■ **Written instruction 1**:
Copy out the bad neighborhoods discussion word for word, from its title through its last comment.

■ **Quoted passage**:
=-=-=-=-=

The Internet's Bad Neighborhoods
An anonymous reader writes "Of the 42,000 Internet Service Providers (ISPs) surveyed, just 20 were found to be responsible for nearly half of all the spamming IP addresses — and some ISPs have more than 60% of compromised hosts, mostly in Asia. Phishing Bad Neighborhoods, on the other hand, are mostly in the U.S. Also, there is a silent ticking 'spam' bomb in BRIC countries: if India would have the same Internet penetration rate as the United States while keeping its current ratio of malicious IP addresses, we would observe 200% more spamming IP addresses worldwide. These are just few of the striking results of an extensive study from the University of Twente, in The Netherlands, which scrutinizes the Internet Bad Neighborhoods to develop next-generation algorithms and solutions to better secure networks."
Anybody who's worked at a datacenter has known this for years and years. And comparing them to bad neighbors is correct... if we didn't consider scope and the medium. It's a lot harder to police something that's not in physical form and is transitional, and A LOT harder when it's in a country you don't have jurisdiction over. Sure you could block these ISPs and in a lot of cases it makes sense, if your website is national, then it can save a lot of pain, but it's not the end all solution to spam.
Hey little girl...yeah, you...come on over here...want a favorable meta-moderation? /trenchcoat
http://www.nirsoft.net/countryip/
Done!
Doesn't sound like anything that a few drone strikes couldn't handle.
Other than the fact that something this obvious provided fodder for someone's PhD dissertation...
In summary the entire 245-page paper is an elaborate way of saying that blanket /24 IP range bans are an effective way of stopping spam. Oh, and that more people having computers connected to the internet in said "bad neighborhoods" will increase the amount of spam. Ladies and gentlemen, a new way to exclude developing nations from the Internet and look heroic while doing so.

=-=-=-=-=

■ **Stored rows**:
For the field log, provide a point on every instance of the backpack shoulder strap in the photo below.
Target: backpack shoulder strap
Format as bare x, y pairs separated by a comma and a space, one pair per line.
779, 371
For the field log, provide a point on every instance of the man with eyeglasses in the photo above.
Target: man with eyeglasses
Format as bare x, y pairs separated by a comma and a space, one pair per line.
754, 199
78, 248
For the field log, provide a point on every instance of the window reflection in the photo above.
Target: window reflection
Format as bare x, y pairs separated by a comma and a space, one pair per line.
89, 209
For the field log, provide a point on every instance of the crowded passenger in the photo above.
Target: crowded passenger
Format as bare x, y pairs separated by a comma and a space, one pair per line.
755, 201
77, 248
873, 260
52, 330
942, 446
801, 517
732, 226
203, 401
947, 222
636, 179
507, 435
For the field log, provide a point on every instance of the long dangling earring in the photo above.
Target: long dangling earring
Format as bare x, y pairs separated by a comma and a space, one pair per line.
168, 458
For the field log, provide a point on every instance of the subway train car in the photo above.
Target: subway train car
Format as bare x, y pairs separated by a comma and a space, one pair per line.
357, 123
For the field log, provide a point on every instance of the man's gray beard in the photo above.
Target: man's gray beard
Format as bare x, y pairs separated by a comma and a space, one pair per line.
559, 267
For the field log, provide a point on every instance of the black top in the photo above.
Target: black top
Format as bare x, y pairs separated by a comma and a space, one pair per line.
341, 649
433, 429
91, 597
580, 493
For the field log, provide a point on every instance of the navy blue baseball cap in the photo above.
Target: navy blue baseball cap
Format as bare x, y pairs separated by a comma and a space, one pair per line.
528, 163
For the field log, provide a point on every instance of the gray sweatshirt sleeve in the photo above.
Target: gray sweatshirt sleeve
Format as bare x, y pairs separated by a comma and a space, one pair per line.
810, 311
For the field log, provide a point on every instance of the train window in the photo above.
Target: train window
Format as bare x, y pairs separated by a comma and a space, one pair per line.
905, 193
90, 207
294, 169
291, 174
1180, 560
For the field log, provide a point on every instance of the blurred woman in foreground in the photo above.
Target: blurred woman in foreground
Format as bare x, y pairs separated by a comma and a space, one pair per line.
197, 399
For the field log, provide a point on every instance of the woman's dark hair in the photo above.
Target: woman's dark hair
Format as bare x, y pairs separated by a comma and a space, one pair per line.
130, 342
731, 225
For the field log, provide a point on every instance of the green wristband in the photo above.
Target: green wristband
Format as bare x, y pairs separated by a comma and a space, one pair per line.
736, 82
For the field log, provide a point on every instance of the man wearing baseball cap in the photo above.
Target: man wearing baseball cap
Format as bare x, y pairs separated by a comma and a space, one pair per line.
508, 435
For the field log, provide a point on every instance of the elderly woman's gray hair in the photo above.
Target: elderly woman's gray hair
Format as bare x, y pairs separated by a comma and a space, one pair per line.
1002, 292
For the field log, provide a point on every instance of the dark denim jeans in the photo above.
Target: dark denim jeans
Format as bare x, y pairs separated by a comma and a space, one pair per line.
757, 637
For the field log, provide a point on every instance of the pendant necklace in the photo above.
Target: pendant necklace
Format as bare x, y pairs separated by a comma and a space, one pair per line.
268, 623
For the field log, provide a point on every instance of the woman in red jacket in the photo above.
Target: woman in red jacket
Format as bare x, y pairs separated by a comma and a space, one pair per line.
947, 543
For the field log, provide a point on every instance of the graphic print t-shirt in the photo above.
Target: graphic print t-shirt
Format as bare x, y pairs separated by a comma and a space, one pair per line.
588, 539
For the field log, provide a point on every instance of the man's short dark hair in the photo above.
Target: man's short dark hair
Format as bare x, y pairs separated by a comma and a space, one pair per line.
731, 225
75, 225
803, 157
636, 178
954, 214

=-=-=-=-=

■ **Written instruction 2**:
In the listing, rename "field log" to "survey record" in every line from the one holding "jeans in the photo above." through the end of the listing, inclusive. Return only those lines, with everything else unchanged.

■ **Exercise solution 1**:
The Internet's Bad Neighborhoods
An anonymous reader writes "Of the 42,000 Internet Service Providers (ISPs) surveyed, just 20 were found to be responsible for nearly half of all the spamming IP addresses — and some ISPs have more than 60% of compromised hosts, mostly in Asia. Phishing Bad Neighborhoods, on the other hand, are mostly in the U.S. Also, there is a silent ticking 'spam' bomb in BRIC countries: if India would have the same Internet penetration rate as the United States while keeping its current ratio of malicious IP addresses, we would observe 200% more spamming IP addresses worldwide. These are just few of the striking results of an extensive study from the University of Twente, in The Netherlands, which scrutinizes the Internet Bad Neighborhoods to develop next-generation algorithms and solutions to better secure networks."
Anybody who's worked at a datacenter has known this for years and years. And comparing them to bad neighbors is correct... if we didn't consider scope and the medium. It's a lot harder to police something that's not in physical form and is transitional, and A LOT harder when it's in a country you don't have jurisdiction over. Sure you could block these ISPs and in a lot of cases it makes sense, if your website is national, then it can save a lot of pain, but it's not the end all solution to spam.
Hey little girl...yeah, you...come on over here...want a favorable meta-moderation? /trenchcoat
http://www.nirsoft.net/countryip/
Done!
Doesn't sound like anything that a few drone strikes couldn't handle.
Other than the fact that something this obvious provided fodder for someone's PhD dissertation...
In summary the entire 245-page paper is an elaborate way of saying that blanket /24 IP range bans are an effective way of stopping spam. Oh, and that more people having computers connected to the internet in said "bad neighborhoods" will increase the amount of spam. Ladies and gentlemen, a new way to exclude developing nations from the Internet and look heroic while doing so.

■ **Exercise solution 2**:
For the survey record, provide a point on every instance of the dark denim jeans in the photo above.
Target: dark denim jeans
Format as bare x, y pairs separated by a comma and a space, one pair per line.
757, 637
For the survey record, provide a point on every instance of the pendant necklace in the photo above.
Target: pendant necklace
Format as bare x, y pairs separated by a comma and a space, one pair per line.
268, 623
For the survey record, provide a point on every instance of the woman in red jacket in the photo above.
Target: woman in red jacket
Format as bare x, y pairs separated by a comma and a space, one pair per line.
947, 543
For the survey record, provide a point on every instance of the graphic print t-shirt in the photo above.
Target: graphic print t-shirt
Format as bare x, y pairs separated by a comma and a space, one pair per line.
588, 539
For the survey record, provide a point on every instance of the man's short dark hair in the photo above.
Target: man's short dark hair
Format as bare x, y pairs separated by a comma and a space, one pair per line.
731, 225
75, 225
803, 157
636, 178
954, 214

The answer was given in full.